### TEXTAUSZUG:

■ ■ ■ ■

Ein König feiert Geburtstag, einen runden dazu. Er wird 60 Jahre alt. Schulkinder singen, kleine Mädchen streuen Blumen, Honoratioren stehen mit ihren Glückwünschen Schlange, womöglich schießen Soldaten einen Ehrensalut. Wie man sich das so vorstellt, wenn ein König 60 wird. So oder so ähnlich wird es wohl auch bei Abdullah II. bin al-Hussein ablaufen. Der König von Jordanien wird am 30. Januar 60 Jahre alt.
In westlichen Medien hat Abdullah II. das Image eines orientalischen Herrschers wie aus dem Bilderbuch. Das liegt nicht zuletzt an seiner attraktiven Ehefrau Rania (51), die als schönste Königin der Welt gilt. Die Königsfamilie residiert im Raghadan-Palast über der Hauptstadt Amman, der Urgroßvater König Abdullah I. hatte ihn 1926 errichten lassen.

■ ■ ■ ■

### AUFGABEN:
(1) Stelle den Abschnitt der Datensätze, der mit der Zeile beginnt, die „The response should indicate, for every instance of the round“ enthält, und bis zum Ende der Datensätze reicht, als nummerierte Liste ohne Leerzeilen dar.
(2) Setze den Textauszug über den 60. Geburtstag von König Abdullah II. von Jordanien nach seinem letzten Satz fort.

(Quelldaten)

■ ■ ■ ■

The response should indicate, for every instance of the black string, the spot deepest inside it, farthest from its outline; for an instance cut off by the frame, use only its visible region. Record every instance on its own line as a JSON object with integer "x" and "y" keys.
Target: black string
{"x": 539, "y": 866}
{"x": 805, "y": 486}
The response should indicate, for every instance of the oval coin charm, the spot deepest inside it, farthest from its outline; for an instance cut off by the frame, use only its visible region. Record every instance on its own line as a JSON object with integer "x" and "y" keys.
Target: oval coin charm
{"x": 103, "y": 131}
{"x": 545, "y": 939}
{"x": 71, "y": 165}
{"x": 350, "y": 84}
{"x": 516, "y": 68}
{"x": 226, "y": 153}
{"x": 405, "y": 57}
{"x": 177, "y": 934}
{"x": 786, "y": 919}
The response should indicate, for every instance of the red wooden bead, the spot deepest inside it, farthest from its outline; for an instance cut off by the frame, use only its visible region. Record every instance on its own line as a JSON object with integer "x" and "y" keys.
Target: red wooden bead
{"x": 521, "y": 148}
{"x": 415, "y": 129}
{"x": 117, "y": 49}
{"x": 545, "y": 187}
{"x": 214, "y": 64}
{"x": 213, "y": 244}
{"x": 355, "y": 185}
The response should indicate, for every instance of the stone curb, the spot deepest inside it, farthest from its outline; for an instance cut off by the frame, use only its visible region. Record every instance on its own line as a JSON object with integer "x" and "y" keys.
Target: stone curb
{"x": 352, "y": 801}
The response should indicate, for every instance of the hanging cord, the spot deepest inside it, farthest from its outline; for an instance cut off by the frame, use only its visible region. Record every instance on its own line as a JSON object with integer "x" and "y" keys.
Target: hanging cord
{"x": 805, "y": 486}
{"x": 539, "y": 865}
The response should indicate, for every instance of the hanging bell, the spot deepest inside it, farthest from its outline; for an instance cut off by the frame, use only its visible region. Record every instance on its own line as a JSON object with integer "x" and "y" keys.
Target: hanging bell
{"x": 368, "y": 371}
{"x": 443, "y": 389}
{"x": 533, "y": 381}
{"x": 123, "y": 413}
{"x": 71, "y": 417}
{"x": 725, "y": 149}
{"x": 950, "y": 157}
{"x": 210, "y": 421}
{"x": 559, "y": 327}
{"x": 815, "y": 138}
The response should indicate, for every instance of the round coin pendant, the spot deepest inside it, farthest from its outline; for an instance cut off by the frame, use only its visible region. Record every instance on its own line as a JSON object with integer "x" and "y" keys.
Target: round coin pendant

■ ■ ■ ■

### ERWARTETE ERGEBNISSE:
(1)
1. The response should indicate, for every instance of the round coin pendant, the spot deepest inside it, farthest from its outline; for an instance cut off by the frame, use only its visible region. Record every instance on its own line as a JSON object with integer "x" and "y" keys.
2. Target: round coin pendant

(2)
Glamouröses Ambiente
Abdullah II. tritt gern in Uniform auf, er ist pro-westlich eingestellt und hat seine militärische Ausbildung in England (Offiziersakademie Sandhurst) und das Politik-Studium in Oxford und den USA (Uni Washington) absolviert. Überdies ist seine Mutter gebürtige Engländerin – das trägt auch zum glamourösen Ambiente dieses Königs bei:
Antoinette „Toni“ Gardiner (80), Tochter eines britischen Offiziers, arbeitete 1961 als Filmassistentin beim HoIlywood-Epos „Lawrence von Arabien“ (sieben Oscars) mit. Bei den Dreharbeiten in der Wüste wirkten jordanische Soldaten als Komparsen mit. Gelegentlich schaute auch Abdullahs Vater, der jordanische König Hussein I. (1935-1999), am Set vorbei, dabei lernte er Gardiner kennen.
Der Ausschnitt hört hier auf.